Beginning at the line with "like x=0 y=51.", output each line to the end of the listing below exactly, please.

————

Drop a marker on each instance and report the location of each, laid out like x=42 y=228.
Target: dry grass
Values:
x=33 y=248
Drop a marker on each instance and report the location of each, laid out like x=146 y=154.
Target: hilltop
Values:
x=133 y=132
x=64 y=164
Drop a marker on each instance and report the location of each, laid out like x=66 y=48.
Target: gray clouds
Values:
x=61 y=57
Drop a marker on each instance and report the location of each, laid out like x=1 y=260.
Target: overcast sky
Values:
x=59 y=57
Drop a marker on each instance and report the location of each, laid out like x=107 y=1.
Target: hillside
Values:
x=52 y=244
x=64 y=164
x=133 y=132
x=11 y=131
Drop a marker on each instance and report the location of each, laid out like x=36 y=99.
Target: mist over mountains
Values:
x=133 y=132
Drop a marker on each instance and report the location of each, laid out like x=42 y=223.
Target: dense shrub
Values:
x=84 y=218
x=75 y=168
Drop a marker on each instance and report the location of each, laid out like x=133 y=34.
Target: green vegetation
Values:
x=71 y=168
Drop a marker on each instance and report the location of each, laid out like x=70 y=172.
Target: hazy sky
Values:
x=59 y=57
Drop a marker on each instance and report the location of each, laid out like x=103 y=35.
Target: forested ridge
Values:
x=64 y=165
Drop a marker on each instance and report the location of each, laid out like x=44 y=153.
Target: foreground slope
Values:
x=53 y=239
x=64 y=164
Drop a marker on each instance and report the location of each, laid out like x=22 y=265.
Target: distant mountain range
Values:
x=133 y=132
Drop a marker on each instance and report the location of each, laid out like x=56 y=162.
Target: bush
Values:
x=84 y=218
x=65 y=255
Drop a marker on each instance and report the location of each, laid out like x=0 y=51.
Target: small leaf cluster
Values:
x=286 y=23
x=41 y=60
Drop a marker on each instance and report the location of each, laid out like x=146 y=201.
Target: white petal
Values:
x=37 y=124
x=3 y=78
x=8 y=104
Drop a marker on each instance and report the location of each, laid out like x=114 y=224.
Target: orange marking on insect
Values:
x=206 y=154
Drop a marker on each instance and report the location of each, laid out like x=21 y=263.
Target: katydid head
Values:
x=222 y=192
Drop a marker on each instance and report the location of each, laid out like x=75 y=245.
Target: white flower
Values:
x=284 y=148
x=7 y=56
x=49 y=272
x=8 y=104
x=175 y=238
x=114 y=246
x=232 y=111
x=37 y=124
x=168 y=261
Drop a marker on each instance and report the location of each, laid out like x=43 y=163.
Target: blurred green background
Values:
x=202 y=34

————

**Exercise solution:**
Drop a marker on each instance and report the location of each, laid out like x=0 y=51.
Target: small leaf cluster
Values:
x=286 y=23
x=41 y=60
Drop a marker on each instance and report the location of each, laid out like x=146 y=201.
Target: white petal
Values:
x=37 y=124
x=3 y=78
x=8 y=104
Drop a marker on each instance and report the location of each, laid out like x=114 y=224.
Target: orange marking on insect
Values:
x=206 y=154
Drop a marker on each instance and report the location of each, laid out like x=21 y=263.
Target: katydid head
Values:
x=222 y=192
Drop a marker on each instance and report the location of each, laid out like x=75 y=245.
Target: white flower
Values:
x=284 y=148
x=7 y=56
x=49 y=272
x=8 y=104
x=175 y=238
x=114 y=246
x=232 y=111
x=37 y=124
x=168 y=261
Drop a marker on each instance and report the location of each, laid out like x=43 y=163.
Target: blurred green background
Values:
x=202 y=34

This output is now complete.